■ Data for this exercise
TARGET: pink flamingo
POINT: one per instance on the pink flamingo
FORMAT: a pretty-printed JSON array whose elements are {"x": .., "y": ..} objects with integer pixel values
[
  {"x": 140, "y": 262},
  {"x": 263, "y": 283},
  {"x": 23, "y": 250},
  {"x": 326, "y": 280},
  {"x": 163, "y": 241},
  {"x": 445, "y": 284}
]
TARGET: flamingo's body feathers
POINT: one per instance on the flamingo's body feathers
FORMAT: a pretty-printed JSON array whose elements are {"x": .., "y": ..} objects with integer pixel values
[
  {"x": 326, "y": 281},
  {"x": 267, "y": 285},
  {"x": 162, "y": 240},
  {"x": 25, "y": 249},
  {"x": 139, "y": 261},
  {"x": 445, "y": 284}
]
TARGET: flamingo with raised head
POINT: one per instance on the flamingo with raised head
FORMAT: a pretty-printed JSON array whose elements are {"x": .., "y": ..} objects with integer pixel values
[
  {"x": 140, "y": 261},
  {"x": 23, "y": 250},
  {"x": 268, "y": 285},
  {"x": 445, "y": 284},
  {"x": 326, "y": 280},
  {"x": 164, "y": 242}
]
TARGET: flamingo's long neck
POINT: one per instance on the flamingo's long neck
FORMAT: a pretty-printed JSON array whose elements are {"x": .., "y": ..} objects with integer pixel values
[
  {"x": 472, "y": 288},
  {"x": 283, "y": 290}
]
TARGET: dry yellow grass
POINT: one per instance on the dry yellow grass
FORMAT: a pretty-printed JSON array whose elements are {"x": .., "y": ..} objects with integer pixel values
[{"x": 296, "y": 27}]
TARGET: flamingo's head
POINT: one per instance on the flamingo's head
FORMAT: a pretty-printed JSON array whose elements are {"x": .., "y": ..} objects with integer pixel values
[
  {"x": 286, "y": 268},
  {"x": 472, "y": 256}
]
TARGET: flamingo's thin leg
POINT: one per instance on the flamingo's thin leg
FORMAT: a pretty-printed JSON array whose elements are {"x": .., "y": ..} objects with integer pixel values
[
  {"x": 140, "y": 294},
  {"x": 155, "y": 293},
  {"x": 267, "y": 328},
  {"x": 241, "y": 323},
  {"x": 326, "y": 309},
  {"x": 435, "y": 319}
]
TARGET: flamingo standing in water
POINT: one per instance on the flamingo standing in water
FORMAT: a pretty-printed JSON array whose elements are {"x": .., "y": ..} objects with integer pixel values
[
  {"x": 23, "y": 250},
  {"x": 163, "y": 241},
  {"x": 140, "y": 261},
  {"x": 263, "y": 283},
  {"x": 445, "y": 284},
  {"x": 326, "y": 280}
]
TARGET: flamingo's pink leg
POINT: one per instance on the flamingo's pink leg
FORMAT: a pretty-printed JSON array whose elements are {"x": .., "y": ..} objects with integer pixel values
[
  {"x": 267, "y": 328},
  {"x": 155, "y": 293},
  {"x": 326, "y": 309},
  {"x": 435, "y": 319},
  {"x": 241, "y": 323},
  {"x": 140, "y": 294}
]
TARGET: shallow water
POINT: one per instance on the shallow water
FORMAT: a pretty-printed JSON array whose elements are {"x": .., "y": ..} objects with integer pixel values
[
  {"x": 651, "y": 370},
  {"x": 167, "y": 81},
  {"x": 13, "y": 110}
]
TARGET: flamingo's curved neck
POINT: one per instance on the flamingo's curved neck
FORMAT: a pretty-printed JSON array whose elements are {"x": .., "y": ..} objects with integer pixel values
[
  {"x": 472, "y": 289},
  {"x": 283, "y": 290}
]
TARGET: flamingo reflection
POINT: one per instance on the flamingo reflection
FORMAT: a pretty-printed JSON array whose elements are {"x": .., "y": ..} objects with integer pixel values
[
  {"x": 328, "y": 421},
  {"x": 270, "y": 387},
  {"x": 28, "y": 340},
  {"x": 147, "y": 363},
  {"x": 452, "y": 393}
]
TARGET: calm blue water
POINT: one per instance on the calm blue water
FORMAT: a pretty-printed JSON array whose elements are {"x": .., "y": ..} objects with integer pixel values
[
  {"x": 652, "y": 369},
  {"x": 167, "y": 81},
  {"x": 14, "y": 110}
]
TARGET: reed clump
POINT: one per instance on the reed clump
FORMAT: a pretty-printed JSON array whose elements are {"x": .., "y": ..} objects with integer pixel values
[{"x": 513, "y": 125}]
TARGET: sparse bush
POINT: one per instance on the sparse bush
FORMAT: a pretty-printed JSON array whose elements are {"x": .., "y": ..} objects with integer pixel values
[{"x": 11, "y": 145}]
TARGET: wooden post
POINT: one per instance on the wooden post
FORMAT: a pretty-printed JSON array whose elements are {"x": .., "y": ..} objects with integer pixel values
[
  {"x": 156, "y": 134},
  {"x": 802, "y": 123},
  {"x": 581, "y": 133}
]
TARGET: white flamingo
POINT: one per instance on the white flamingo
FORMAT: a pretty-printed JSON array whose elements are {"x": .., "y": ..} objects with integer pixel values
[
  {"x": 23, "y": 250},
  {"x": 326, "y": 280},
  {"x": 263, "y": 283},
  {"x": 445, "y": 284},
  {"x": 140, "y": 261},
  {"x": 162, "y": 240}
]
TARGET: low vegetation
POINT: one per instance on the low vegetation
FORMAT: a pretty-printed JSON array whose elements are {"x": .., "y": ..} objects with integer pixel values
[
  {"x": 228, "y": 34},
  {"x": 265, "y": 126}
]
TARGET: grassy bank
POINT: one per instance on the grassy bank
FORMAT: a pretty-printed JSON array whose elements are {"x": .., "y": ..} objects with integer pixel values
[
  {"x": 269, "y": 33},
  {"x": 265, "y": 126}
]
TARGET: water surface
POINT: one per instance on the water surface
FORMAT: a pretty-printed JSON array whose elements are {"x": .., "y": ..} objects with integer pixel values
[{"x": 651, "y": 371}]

■ Goal
Reproduce the material above in full, substituting "LABEL" for every occurrence of "TARGET" and changing nothing else.

■ Answer in full
LABEL: pink flamingo
POINT: one per instance on the pink flamingo
FORMAT: a pretty-printed JSON array whose elements are {"x": .., "y": ..} objects with integer pixel values
[
  {"x": 140, "y": 262},
  {"x": 263, "y": 283},
  {"x": 23, "y": 250},
  {"x": 326, "y": 280},
  {"x": 163, "y": 241},
  {"x": 445, "y": 284}
]
LABEL: flamingo's body feathers
POINT: one per instance on the flamingo's body feathers
FORMAT: a pretty-printed JSON array whose elements are {"x": .., "y": ..} objects with integer pixel values
[
  {"x": 326, "y": 281},
  {"x": 267, "y": 285},
  {"x": 162, "y": 240},
  {"x": 25, "y": 249},
  {"x": 139, "y": 261},
  {"x": 445, "y": 284}
]
LABEL: flamingo with raised head
POINT: one per instance on the flamingo with raised head
FORMAT: a pretty-printed JSON array whose elements are {"x": .., "y": ..} objects with integer pixel values
[
  {"x": 140, "y": 261},
  {"x": 23, "y": 250},
  {"x": 268, "y": 285},
  {"x": 445, "y": 284},
  {"x": 326, "y": 280},
  {"x": 164, "y": 242}
]
LABEL: flamingo's long neck
POINT: one per instance on the flamingo's long neck
FORMAT: a pretty-printed JSON array whose elements are {"x": .., "y": ..} objects with integer pixel values
[
  {"x": 472, "y": 288},
  {"x": 283, "y": 290}
]
LABEL: dry yellow grass
POINT: one per instance on the dry yellow grass
FORMAT: a pretty-printed JSON array whose elements are {"x": .., "y": ..} objects with integer pixel values
[{"x": 296, "y": 27}]
LABEL: flamingo's head
POINT: one per instance on the flamingo's head
FORMAT: a pretty-printed JSON array whose elements are {"x": .., "y": ..} objects with integer pixel values
[
  {"x": 286, "y": 268},
  {"x": 472, "y": 256}
]
LABEL: flamingo's thin leg
POINT: one per instance on the flamingo's thin leg
FORMAT: a pretty-printed JSON array whose elements are {"x": .., "y": ..} objects with integer pixel values
[
  {"x": 140, "y": 294},
  {"x": 155, "y": 293},
  {"x": 267, "y": 328},
  {"x": 241, "y": 323},
  {"x": 326, "y": 309},
  {"x": 435, "y": 319}
]
LABEL: flamingo standing in water
POINT: one per instance on the flamingo standing in water
FORMAT: a pretty-printed JSON array whose elements are {"x": .., "y": ..} objects with integer pixel values
[
  {"x": 23, "y": 250},
  {"x": 163, "y": 241},
  {"x": 140, "y": 261},
  {"x": 263, "y": 283},
  {"x": 445, "y": 284},
  {"x": 326, "y": 280}
]
LABEL: flamingo's pink leg
POINT: one per instance on the flamingo's pink leg
FORMAT: a pretty-printed JSON array whose elements are {"x": .., "y": ..} objects with integer pixel values
[
  {"x": 267, "y": 328},
  {"x": 155, "y": 293},
  {"x": 326, "y": 309},
  {"x": 435, "y": 319},
  {"x": 241, "y": 323},
  {"x": 140, "y": 294}
]
LABEL: shallow water
POINT: one per instance on the shallow water
FORMAT: a pretty-printed JSON array whose elements are {"x": .., "y": ..} objects with integer pixel values
[
  {"x": 651, "y": 370},
  {"x": 167, "y": 81},
  {"x": 13, "y": 110}
]
LABEL: flamingo's curved neck
POINT: one per instance on the flamingo's curved neck
FORMAT: a pretty-printed JSON array whose elements are {"x": .., "y": ..} objects with integer pixel values
[
  {"x": 472, "y": 289},
  {"x": 283, "y": 290}
]
LABEL: flamingo reflection
POINT: one per instance on the flamingo reflection
FORMAT: a pretty-printed JSON array whose elements are {"x": .., "y": ..} objects with integer pixel values
[
  {"x": 328, "y": 421},
  {"x": 270, "y": 387},
  {"x": 28, "y": 340},
  {"x": 147, "y": 363},
  {"x": 452, "y": 393}
]
LABEL: calm blue water
POINT: one per instance on the calm blue water
FORMAT: a pretty-printed JSON array whose elements are {"x": .., "y": ..} objects with integer pixel values
[
  {"x": 652, "y": 369},
  {"x": 167, "y": 81},
  {"x": 14, "y": 110}
]
LABEL: reed clump
POINT: one per instance on the reed clump
FORMAT: a pretty-printed JSON array whose elements are {"x": .., "y": ..} objects with integer pixel values
[{"x": 513, "y": 125}]
LABEL: sparse bush
POINT: one per instance on the sparse bush
FORMAT: a pretty-printed JSON array whose elements are {"x": .., "y": ..} objects with integer pixel values
[{"x": 11, "y": 145}]
LABEL: wooden post
POINT: one per instance on the wooden post
FORMAT: a pretty-printed JSON array whose elements are {"x": .., "y": ..} objects with integer pixel values
[
  {"x": 156, "y": 134},
  {"x": 802, "y": 123},
  {"x": 581, "y": 133}
]
LABEL: white flamingo
POINT: one per instance on the white flamingo
FORMAT: a pretty-printed JSON array whose elements are {"x": .., "y": ..} objects with integer pixel values
[
  {"x": 23, "y": 250},
  {"x": 326, "y": 280},
  {"x": 263, "y": 283},
  {"x": 445, "y": 284},
  {"x": 140, "y": 261},
  {"x": 162, "y": 240}
]
LABEL: low vegetation
POINT: one per instance on the low vegetation
FORMAT: a pretty-printed JSON array whose elements are {"x": .., "y": ..} objects with integer pixel values
[
  {"x": 228, "y": 34},
  {"x": 265, "y": 126}
]
LABEL: grassy bank
POINT: one per instance on the grassy bank
FORMAT: a pretty-printed JSON array whose elements are {"x": .., "y": ..} objects with integer pixel values
[
  {"x": 269, "y": 33},
  {"x": 265, "y": 126}
]
LABEL: water surface
POINT: one per instance on the water surface
FORMAT: a pretty-printed JSON array whose elements are {"x": .., "y": ..} objects with integer pixel values
[{"x": 651, "y": 371}]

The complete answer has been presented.